***** Input rows
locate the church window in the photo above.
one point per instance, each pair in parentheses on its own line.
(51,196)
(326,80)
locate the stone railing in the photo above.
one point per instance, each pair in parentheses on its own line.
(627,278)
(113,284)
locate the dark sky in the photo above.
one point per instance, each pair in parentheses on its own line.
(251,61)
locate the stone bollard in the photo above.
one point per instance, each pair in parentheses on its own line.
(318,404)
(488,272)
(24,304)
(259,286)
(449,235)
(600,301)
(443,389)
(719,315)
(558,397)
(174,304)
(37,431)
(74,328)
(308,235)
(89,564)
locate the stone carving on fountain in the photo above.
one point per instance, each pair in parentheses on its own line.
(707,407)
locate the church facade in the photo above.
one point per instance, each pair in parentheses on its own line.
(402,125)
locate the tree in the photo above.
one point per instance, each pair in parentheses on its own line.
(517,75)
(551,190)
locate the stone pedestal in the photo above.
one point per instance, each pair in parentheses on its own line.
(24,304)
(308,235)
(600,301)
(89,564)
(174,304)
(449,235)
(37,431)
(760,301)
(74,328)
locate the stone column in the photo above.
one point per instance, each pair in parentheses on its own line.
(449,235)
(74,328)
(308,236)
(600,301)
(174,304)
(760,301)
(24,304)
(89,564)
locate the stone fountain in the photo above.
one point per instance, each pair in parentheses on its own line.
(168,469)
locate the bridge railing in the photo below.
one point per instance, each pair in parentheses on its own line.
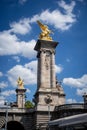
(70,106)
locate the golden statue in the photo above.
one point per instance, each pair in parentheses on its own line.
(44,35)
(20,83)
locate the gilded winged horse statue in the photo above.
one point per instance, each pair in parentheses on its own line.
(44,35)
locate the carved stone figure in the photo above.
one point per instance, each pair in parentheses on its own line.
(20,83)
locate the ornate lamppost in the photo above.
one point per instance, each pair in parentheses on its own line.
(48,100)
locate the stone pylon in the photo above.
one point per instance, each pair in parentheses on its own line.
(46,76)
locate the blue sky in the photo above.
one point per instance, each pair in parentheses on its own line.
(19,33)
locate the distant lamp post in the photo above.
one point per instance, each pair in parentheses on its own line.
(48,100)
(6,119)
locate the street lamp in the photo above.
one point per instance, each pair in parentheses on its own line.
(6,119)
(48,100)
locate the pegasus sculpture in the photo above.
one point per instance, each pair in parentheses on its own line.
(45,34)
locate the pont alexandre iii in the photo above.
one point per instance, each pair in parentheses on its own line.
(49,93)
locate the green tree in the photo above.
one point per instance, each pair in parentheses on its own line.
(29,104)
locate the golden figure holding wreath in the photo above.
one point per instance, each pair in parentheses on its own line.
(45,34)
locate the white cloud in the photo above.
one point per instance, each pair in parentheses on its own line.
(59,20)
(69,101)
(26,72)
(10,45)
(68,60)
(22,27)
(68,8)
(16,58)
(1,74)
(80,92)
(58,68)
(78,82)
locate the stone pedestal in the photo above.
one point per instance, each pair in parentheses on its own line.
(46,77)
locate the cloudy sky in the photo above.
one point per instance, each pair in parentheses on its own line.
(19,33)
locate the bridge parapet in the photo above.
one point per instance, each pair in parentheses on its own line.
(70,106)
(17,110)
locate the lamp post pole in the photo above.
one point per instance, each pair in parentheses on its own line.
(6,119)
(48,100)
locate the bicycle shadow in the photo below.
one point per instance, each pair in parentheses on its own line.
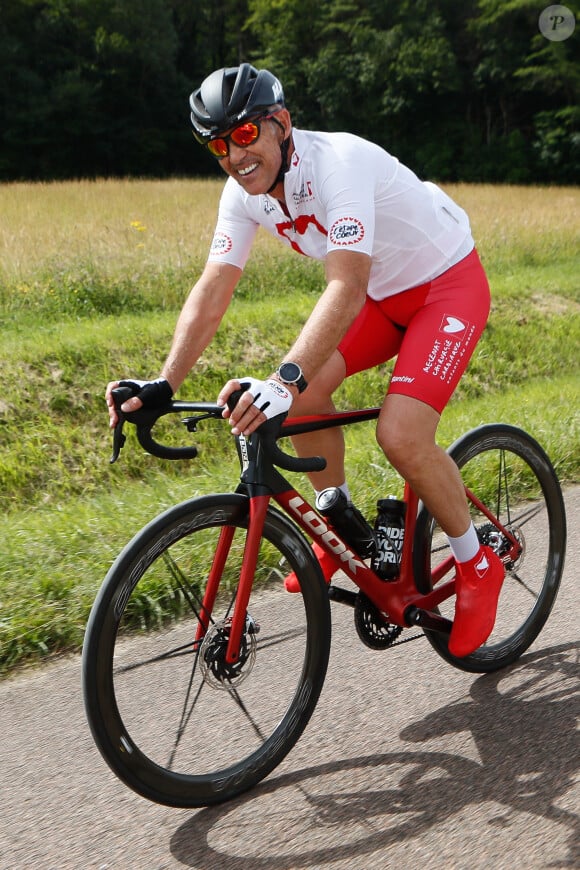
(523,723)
**********
***** Input rows
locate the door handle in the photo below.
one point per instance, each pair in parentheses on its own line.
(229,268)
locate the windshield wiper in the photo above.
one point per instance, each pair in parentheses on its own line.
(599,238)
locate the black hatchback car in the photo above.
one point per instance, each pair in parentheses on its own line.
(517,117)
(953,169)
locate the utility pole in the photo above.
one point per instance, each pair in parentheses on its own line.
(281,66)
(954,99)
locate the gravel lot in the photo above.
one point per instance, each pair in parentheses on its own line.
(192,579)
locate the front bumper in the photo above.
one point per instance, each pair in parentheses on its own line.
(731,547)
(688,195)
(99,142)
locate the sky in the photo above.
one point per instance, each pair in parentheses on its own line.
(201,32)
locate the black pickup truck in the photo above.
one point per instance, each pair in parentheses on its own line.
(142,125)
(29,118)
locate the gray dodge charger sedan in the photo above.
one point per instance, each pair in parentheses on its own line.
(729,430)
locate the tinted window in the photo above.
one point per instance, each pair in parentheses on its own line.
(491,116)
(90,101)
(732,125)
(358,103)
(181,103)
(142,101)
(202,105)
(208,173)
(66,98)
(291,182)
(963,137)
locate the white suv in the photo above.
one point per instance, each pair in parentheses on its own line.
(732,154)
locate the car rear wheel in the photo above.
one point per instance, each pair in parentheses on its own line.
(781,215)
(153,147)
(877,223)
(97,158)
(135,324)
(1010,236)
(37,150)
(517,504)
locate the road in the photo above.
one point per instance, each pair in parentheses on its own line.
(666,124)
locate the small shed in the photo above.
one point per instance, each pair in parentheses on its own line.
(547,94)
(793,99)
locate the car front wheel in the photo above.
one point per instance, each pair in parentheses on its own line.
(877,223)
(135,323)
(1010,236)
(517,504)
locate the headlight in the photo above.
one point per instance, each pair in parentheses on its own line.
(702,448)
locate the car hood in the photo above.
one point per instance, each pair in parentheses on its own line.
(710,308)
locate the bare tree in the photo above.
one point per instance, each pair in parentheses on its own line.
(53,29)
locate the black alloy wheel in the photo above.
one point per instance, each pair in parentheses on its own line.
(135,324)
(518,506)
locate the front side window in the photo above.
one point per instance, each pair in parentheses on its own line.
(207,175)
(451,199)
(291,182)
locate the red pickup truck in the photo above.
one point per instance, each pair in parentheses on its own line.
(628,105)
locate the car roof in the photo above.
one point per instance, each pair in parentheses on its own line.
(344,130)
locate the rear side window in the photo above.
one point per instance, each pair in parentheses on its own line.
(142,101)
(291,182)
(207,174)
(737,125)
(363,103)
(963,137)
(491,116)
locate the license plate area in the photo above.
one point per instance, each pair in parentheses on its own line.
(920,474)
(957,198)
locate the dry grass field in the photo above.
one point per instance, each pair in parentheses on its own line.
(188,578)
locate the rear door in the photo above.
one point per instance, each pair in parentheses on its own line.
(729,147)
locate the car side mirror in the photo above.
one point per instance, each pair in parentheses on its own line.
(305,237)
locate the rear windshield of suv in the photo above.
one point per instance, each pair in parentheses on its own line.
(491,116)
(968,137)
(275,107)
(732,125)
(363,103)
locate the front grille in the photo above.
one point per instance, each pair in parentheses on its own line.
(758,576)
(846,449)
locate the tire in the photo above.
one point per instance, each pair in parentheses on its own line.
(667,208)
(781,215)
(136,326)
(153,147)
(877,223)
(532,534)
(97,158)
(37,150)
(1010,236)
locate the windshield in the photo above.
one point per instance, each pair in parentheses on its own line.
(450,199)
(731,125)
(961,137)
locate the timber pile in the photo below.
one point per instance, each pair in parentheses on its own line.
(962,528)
**********
▶ [Directions for this task]
Count the lines of the material above that contain the word "statue" and give only that number.

▶ [Final answer]
2